# To be done
Extract every item below and reproduce each one line for line, without changing a character.

# Input for this task

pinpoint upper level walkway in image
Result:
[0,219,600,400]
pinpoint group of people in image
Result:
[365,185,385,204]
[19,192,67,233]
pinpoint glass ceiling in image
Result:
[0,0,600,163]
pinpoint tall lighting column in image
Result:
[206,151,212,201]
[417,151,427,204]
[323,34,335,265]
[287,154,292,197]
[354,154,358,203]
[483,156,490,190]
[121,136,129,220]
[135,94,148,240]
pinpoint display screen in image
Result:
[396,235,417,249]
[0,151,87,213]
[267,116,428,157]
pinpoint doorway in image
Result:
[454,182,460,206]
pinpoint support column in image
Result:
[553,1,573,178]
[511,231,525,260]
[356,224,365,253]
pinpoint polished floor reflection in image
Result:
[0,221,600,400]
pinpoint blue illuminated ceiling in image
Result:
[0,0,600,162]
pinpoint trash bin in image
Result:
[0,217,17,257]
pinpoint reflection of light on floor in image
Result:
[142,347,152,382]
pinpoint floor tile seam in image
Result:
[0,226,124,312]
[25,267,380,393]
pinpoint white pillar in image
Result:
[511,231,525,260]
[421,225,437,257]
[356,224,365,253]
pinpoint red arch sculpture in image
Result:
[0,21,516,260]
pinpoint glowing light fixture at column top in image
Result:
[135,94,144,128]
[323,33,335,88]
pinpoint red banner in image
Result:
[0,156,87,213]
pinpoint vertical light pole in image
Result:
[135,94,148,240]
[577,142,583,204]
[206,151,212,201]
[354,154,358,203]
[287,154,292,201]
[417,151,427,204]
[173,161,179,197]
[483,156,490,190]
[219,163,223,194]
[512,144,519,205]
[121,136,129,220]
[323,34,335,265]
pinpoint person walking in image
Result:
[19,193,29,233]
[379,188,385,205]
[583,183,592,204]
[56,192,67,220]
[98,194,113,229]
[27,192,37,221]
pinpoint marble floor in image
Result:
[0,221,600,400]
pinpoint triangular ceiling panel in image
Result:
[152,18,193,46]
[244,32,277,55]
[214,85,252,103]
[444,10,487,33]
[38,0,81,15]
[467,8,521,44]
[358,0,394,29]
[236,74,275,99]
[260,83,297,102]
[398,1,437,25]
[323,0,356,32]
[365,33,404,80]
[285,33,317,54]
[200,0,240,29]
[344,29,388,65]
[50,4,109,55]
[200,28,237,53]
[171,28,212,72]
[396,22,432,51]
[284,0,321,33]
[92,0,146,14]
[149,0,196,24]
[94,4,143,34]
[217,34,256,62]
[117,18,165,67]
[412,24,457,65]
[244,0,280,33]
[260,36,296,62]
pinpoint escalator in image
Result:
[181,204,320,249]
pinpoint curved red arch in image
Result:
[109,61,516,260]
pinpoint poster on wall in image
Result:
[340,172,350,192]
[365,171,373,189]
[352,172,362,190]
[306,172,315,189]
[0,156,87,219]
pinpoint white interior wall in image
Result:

# Reply to the exercise
pinpoint upper level walkway in image
Result:
[0,219,600,400]
pinpoint group of people in image
Result:
[365,185,385,204]
[19,192,67,233]
pinpoint glass ceiling in image
Result:
[0,0,600,163]
pinpoint tall lighting column in image
Result:
[206,151,212,201]
[417,151,427,204]
[323,34,335,265]
[287,154,292,197]
[354,154,358,203]
[483,156,490,190]
[121,136,129,220]
[135,94,148,240]
pinpoint display screen in image
Result:
[396,235,417,249]
[0,151,87,213]
[267,116,428,157]
pinpoint doorway in image
Result:
[454,182,460,206]
pinpoint support column in image
Result:
[553,1,573,178]
[511,231,525,260]
[356,224,365,253]
pinpoint polished floor reflection in image
Result:
[0,221,600,400]
pinpoint blue illuminated ceiling in image
Result:
[0,0,600,162]
pinpoint trash bin in image
Result:
[0,217,17,257]
pinpoint reflection of light on floor in image
Result:
[142,347,152,382]
pinpoint floor tile seam in image
Result:
[0,226,124,312]
[25,267,380,393]
pinpoint white pillar in image
Result:
[511,231,525,260]
[421,225,437,257]
[356,224,365,253]
pinpoint red arch sculpture in image
Result:
[0,21,516,260]
pinpoint glowing light fixture at column top in image
Result:
[135,94,144,128]
[323,33,335,88]
pinpoint red banner in image
Result:
[0,156,87,213]
pinpoint vertical light pole in image
Result:
[135,94,148,240]
[577,142,583,204]
[206,151,212,201]
[354,154,358,203]
[287,154,292,201]
[417,151,427,204]
[173,161,179,197]
[483,156,490,190]
[219,163,223,194]
[512,144,519,205]
[121,136,129,220]
[323,34,335,265]
pinpoint person walking in image
Result:
[19,193,29,233]
[379,188,385,205]
[583,183,592,204]
[56,192,67,220]
[98,194,113,229]
[27,192,37,221]
pinpoint marble floor in image
Result:
[0,221,600,400]
pinpoint triangular ceiling panel in image
Result:
[152,18,193,46]
[244,32,277,55]
[214,85,252,103]
[444,10,487,33]
[38,0,81,15]
[467,8,521,44]
[358,0,394,29]
[236,74,275,99]
[260,83,297,102]
[398,1,437,25]
[323,0,356,32]
[365,33,404,80]
[285,33,317,54]
[200,0,240,29]
[344,29,388,65]
[50,4,109,55]
[200,28,237,53]
[171,28,212,72]
[396,22,432,51]
[284,0,321,33]
[92,0,146,14]
[149,0,196,24]
[94,4,143,34]
[217,34,256,62]
[117,18,165,67]
[412,24,457,65]
[244,0,280,33]
[260,36,296,62]
pinpoint escalator in image
Result:
[181,204,320,249]
pinpoint curved red arch in image
Result:
[109,61,516,260]
pinpoint poster on wall in image
Result:
[340,172,350,192]
[365,171,373,189]
[352,172,362,190]
[306,172,315,189]
[0,156,87,219]
pinpoint white interior wall in image
Result:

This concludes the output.